# WHAT YOU ARE ASKED TO DO
Nothing may be dropped or altered: reproduce all the data.

# SUPPLIED RECORDS
####

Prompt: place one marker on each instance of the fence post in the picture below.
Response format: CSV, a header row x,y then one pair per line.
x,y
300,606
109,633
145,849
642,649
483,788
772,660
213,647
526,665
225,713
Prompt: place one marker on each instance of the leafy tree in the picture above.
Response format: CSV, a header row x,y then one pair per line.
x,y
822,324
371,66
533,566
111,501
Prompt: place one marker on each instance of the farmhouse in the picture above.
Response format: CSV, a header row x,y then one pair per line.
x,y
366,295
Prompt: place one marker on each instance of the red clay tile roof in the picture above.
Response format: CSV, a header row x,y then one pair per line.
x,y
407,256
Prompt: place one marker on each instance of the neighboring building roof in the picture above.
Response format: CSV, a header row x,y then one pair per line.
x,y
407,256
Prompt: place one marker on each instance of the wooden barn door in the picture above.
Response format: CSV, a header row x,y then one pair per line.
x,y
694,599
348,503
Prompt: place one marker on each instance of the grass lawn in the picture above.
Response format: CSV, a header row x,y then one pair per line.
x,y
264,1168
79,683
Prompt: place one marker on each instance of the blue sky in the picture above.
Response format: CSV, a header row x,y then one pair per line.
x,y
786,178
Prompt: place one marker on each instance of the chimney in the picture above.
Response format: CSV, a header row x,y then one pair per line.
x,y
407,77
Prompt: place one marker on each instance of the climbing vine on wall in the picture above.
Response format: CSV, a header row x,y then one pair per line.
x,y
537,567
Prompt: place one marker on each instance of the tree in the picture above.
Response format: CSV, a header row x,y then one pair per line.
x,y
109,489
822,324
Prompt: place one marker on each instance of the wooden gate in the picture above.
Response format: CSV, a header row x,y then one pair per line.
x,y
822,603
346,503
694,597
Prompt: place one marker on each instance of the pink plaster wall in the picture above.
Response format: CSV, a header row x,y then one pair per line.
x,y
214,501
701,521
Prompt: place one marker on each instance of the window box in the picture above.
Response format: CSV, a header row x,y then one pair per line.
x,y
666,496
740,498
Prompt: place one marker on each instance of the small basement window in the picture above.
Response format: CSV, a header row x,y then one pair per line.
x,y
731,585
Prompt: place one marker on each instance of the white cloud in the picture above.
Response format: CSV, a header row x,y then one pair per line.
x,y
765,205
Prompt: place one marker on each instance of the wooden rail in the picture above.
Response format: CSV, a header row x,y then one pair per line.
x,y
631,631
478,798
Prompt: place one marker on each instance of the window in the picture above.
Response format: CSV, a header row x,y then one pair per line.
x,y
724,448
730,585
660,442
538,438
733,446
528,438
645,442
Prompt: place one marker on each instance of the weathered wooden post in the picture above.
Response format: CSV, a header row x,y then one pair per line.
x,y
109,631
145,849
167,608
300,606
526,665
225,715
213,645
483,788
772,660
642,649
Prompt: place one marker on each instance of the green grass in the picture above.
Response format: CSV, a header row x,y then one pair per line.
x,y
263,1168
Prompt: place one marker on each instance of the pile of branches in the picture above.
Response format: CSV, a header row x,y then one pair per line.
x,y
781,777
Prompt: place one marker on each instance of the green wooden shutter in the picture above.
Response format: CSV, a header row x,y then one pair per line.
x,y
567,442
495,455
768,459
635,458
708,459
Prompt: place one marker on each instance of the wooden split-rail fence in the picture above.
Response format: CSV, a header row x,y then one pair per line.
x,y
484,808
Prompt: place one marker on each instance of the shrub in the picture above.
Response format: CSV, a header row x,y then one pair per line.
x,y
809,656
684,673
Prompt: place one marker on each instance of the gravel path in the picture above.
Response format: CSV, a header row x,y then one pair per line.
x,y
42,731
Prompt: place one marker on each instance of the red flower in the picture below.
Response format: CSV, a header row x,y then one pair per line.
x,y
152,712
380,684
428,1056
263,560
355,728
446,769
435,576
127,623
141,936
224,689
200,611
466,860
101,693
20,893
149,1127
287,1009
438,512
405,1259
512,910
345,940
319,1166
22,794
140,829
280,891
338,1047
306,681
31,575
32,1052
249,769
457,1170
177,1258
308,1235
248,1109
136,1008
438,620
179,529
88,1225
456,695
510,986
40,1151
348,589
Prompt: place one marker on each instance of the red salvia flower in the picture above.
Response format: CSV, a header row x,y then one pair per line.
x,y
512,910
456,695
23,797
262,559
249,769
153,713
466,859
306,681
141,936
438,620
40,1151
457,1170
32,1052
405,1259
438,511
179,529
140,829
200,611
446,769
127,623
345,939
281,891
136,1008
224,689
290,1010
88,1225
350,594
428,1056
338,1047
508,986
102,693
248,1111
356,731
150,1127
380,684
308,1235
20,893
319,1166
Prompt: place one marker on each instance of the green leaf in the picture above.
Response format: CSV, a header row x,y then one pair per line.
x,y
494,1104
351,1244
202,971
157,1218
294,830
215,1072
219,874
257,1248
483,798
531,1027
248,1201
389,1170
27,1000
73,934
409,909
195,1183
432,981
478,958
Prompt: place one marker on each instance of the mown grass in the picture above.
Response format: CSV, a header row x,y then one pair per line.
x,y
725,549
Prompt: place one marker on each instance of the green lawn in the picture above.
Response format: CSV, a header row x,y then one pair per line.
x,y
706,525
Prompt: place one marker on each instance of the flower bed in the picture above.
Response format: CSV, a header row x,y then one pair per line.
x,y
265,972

####

# EXERCISE RESPONSE
Prompt: place one marker on each instance of the fence post in the picture below.
Response format: CSV, a header row x,y then one pair per line.
x,y
300,606
109,633
145,849
642,649
483,788
772,660
213,647
526,665
225,713
Prompt: place one marker on each instance of the leafy tree in the picture above.
Response format: CSV, a header row x,y then one pair per line.
x,y
822,324
371,66
533,566
111,501
Prompt: place one marker on each instance of the farmhouse in the picture above.
Response format: CSV, a header row x,y then one pair per line.
x,y
366,295
Prompt: place one marker on each instance of the red clay tile roof in the picture above.
Response format: CSV, a header row x,y then one pair per line.
x,y
407,256
Prompt: place one marker on each instance of the neighboring building roof in the picture above.
Response format: CSV, a header row x,y then one pair per line.
x,y
407,256
Prompt: place one marker on each instance of the wooden barn door in the picture above.
Response format: CSV, a header row x,y then one pair per line.
x,y
694,599
348,503
Prompt: place one marker on each instance of the grass lawn in the picture above.
Response format: CSV, a header row x,y then one pair per line.
x,y
264,1168
79,683
Prompt: place one marker on each instance of the blue sky in the picture above.
Response format: CSV, a header row x,y then one pair per line.
x,y
786,178
Prompt: place one marker on each instance of the chimney in the picture above.
Response format: CSV, a header row x,y then one pair per line.
x,y
407,77
Prompt: place one marker on each instance of the climbing vine on wall in the picture above.
Response format: CSV, a header row x,y then one pair per line.
x,y
537,567
Prompt: place one marker on each instance of the tree in the picture above.
Response format: CSV, a header row x,y then one pair per line.
x,y
109,489
822,324
Prompt: place one marker on each instance of the wooden gate in the picture above.
Response format: CSV, a header row x,y then one pair per line.
x,y
822,603
346,503
694,597
Prompt: place one marker on each instance of the pink plaster wall in the picture above.
Response format: CSV, a header row x,y then one pair per line.
x,y
214,501
701,521
Prompt: place one marker on each instance of the window box in the picture above.
Response format: CSV, a header row x,y then one pair per line.
x,y
666,496
740,498
Prompt: place one marker on each instance of the small basement window in the picture above.
Response format: CSV, a header row x,y then one pair per line.
x,y
731,585
Prompt: place one marker on each instance of the white cloud in the picture above.
Response format: CSV, a header row x,y then one pair per line.
x,y
765,205
Prompt: place one marker on each instance of the wooden rail in the picture above.
Response format: CSV, a header row x,y then one pair per line.
x,y
631,631
478,798
Prompt: place one marker on each instance of the window in the picture above.
Response format: CSV, a header row x,y then one pair per line.
x,y
724,448
730,585
660,442
538,438
733,446
528,438
645,442
Prompt: place one marker on each instance of the weathered wooden post in the picture above.
Response format: CSV, a header row x,y then one pair per line.
x,y
109,631
145,849
167,608
300,606
526,665
225,715
213,645
483,788
772,660
642,649
Prompt: place one marker on each instance of the green grass in the picture above.
Response format: CSV, a header row x,y then one pair per line.
x,y
263,1168
Prompt: place one marker on each instance of the pile of branches in the picture above.
Response format: CSV, a header row x,y then one pair per line.
x,y
781,777
Prompt: place one marker on each instance of the green wooden shutter in the picture above.
Response format: CSV, a header row x,y then one pair per line.
x,y
567,442
495,455
768,459
635,458
708,459
Prompt: place one marker on each instance of the wooden split-rail fence in the picture above.
Response format: CSV, a header row x,y then one pair per line.
x,y
484,808
Prompt: place one marker on each instance of the shrub in the picture above.
Response format: CSV, a header row x,y then one pair per line.
x,y
809,656
684,673
Prompt: place one marker on each instance of the gravel path in the picture above.
Response format: CSV, a header row x,y then one pair per line.
x,y
42,731
Prompt: place one marker on each instance of the red flower in the picture below.
Response format: CSV, a header row x,y then one pair per line.
x,y
152,712
380,684
428,1056
263,560
355,728
446,769
435,576
127,623
141,936
224,689
200,611
466,860
101,693
20,893
149,1127
287,1009
438,512
405,1259
512,910
345,940
319,1166
22,794
140,829
280,891
338,1047
306,681
31,575
32,1052
249,769
457,1170
177,1258
308,1235
248,1109
136,1008
438,620
179,529
88,1225
456,695
510,986
40,1151
348,589
Prompt: place one marker on each instance of the red salvia flower in the picture above.
Response format: CSV, a header row x,y then one pair per line.
x,y
512,910
456,695
23,797
262,559
249,769
153,713
466,859
306,681
141,936
438,620
40,1151
457,1170
32,1052
405,1259
438,511
179,529
140,829
200,611
446,769
127,623
345,939
281,891
136,1008
224,689
290,1010
88,1225
350,594
428,1056
338,1047
508,986
102,693
248,1111
356,731
150,1127
380,684
308,1235
20,893
319,1166
Prompt: place one marker on each instance of the green leaf in the picture above.
Response format: CSV, a header row x,y then one pair per line.
x,y
494,1104
351,1244
202,971
157,1218
294,830
215,1072
219,874
257,1248
483,798
531,1027
248,1201
389,1170
27,1000
73,934
409,909
195,1183
432,981
478,958
Prompt: place one marker on each instance of the mown grass in the picture above.
Response format: CSV, a header row x,y then one pair per line.
x,y
725,549
Prompt: place one marker on each instance of the green lawn in the picture above.
Response format: CSV, a header row x,y then one pair per line.
x,y
706,525
Prompt: place one marker on each instance of the flower bed in the picture above.
Response format: CSV, a header row x,y then one pair per line.
x,y
265,972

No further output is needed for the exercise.